- **Data entries**
— Begin —

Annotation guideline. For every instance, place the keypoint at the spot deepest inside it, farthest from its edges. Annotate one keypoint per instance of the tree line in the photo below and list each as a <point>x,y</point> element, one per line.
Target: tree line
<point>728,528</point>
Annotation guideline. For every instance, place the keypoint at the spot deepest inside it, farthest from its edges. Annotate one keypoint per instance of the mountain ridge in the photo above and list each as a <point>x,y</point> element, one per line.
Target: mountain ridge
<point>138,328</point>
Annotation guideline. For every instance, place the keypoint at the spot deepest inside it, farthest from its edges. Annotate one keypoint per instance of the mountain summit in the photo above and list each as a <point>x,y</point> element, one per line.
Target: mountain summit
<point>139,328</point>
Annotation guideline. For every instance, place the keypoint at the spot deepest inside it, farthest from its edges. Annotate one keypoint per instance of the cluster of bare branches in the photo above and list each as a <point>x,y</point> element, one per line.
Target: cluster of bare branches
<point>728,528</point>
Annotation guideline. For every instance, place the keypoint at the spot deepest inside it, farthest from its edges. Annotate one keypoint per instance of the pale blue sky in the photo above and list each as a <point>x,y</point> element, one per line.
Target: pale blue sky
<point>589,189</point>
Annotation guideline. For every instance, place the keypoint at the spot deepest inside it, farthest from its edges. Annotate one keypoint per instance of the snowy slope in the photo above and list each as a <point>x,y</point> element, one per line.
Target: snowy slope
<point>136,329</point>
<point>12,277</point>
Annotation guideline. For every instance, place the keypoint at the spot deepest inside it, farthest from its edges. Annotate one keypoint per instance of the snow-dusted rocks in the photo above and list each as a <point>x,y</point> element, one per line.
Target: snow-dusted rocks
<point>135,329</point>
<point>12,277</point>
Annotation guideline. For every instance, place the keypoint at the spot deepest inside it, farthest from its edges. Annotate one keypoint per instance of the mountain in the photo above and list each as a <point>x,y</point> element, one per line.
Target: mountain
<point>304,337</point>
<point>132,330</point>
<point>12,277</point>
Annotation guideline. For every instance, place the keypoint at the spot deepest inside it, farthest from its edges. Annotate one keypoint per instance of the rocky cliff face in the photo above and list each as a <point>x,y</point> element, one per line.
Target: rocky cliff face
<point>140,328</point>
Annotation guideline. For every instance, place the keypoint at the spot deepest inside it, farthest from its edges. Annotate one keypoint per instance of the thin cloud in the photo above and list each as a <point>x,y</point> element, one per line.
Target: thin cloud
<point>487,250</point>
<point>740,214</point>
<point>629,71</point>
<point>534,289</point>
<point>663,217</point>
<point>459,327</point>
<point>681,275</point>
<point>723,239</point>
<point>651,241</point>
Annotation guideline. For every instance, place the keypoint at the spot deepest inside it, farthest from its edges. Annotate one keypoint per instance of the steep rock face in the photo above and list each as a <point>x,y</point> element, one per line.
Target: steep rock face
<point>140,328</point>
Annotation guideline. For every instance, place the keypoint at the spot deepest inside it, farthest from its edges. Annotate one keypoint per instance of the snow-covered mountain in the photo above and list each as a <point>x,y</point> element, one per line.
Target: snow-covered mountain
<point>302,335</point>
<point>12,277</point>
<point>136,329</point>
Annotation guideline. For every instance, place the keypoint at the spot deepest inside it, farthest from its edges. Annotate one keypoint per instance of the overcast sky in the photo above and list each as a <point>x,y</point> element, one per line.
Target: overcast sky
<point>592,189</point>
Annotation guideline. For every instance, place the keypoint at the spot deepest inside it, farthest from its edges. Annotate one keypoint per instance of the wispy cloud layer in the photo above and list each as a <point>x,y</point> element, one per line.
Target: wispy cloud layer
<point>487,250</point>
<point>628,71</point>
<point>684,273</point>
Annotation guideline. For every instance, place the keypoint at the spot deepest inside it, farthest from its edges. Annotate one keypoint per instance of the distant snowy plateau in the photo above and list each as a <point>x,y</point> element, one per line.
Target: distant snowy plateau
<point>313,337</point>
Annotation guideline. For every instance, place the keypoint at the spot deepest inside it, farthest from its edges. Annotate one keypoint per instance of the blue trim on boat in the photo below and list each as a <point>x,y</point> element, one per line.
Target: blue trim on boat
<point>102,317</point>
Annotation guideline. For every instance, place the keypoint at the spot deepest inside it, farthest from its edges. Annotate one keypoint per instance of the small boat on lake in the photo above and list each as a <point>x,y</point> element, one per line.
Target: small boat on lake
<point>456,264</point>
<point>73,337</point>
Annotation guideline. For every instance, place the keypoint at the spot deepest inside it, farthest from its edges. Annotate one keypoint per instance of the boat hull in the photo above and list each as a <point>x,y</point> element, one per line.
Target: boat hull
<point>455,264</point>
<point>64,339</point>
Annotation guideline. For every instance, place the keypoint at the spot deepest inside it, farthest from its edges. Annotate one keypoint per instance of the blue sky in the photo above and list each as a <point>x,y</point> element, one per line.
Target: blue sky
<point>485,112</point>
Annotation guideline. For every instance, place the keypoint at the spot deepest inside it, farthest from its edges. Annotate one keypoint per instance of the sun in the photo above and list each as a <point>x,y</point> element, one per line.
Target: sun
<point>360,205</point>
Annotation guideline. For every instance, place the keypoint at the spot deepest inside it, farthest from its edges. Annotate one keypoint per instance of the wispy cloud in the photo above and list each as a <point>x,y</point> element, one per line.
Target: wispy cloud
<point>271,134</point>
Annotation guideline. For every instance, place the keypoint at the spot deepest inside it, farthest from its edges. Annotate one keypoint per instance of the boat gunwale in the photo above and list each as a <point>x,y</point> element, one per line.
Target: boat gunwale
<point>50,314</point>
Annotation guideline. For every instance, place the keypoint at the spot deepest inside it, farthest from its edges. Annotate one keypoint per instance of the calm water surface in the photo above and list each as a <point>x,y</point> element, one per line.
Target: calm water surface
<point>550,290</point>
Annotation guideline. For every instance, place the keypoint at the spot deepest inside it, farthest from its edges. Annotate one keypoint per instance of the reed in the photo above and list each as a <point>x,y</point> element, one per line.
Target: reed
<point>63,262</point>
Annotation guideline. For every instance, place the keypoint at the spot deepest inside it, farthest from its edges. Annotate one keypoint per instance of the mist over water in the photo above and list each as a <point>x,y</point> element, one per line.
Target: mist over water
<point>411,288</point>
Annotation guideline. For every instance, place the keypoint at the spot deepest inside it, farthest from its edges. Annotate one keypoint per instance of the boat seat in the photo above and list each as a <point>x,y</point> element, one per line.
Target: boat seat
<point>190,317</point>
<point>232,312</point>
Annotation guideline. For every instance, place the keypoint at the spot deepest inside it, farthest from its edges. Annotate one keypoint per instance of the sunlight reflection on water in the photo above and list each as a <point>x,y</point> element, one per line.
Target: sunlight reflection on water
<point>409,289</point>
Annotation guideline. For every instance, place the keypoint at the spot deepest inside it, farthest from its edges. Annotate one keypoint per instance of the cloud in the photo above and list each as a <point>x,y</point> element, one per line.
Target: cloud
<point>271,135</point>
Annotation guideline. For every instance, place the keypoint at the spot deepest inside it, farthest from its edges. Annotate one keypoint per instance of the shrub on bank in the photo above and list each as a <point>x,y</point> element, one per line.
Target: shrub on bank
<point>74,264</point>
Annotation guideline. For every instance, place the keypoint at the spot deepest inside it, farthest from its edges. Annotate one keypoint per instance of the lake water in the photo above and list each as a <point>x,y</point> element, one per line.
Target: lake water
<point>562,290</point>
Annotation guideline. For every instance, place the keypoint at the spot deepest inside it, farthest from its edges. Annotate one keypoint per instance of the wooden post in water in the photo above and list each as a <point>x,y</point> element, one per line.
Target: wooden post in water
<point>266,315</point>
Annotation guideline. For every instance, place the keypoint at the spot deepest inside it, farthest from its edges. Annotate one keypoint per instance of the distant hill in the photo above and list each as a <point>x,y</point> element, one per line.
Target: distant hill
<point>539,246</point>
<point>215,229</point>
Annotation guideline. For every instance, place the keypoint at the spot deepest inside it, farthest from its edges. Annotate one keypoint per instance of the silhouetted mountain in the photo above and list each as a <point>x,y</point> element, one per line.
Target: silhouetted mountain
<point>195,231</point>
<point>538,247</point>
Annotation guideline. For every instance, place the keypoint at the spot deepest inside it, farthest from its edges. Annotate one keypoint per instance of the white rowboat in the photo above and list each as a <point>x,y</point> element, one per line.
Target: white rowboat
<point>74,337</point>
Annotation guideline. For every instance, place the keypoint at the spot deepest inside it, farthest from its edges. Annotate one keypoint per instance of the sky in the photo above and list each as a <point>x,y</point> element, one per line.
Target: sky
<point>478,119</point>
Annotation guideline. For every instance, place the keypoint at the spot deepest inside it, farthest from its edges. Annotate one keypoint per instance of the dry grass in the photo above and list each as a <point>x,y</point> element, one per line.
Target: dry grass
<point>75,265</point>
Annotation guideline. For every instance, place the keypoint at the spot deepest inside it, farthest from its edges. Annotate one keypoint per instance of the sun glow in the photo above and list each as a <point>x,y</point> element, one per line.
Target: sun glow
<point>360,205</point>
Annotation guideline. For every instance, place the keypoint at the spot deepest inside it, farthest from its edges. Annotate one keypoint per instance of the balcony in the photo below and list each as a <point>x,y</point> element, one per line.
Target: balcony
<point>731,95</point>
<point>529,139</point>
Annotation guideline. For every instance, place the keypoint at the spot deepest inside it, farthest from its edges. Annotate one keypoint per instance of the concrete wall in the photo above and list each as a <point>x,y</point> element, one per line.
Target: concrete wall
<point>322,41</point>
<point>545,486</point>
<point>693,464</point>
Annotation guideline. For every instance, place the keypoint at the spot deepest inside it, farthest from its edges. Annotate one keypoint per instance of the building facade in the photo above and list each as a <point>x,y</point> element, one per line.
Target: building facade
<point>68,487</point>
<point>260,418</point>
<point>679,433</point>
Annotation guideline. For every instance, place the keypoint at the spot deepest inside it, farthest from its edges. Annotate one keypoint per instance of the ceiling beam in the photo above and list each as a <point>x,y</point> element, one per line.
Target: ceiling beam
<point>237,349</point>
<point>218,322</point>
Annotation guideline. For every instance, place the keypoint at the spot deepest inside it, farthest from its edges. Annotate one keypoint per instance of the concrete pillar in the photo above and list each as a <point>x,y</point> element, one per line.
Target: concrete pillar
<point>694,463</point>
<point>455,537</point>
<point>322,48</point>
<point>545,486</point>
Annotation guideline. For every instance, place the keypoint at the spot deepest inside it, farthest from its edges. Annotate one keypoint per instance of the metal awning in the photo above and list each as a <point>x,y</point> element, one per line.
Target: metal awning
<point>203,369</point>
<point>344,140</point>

— End —

Extract exactly the lines between the line containing "of the metal" and the end of the data, including both.

Annotation guideline. For every instance, place the keypoint at the spot deepest inside it, farthest from its edges. Annotate one keypoint per instance of the metal awning in the photo above and list each as a <point>x,y</point> element, one per line.
Target: metal awning
<point>203,369</point>
<point>344,140</point>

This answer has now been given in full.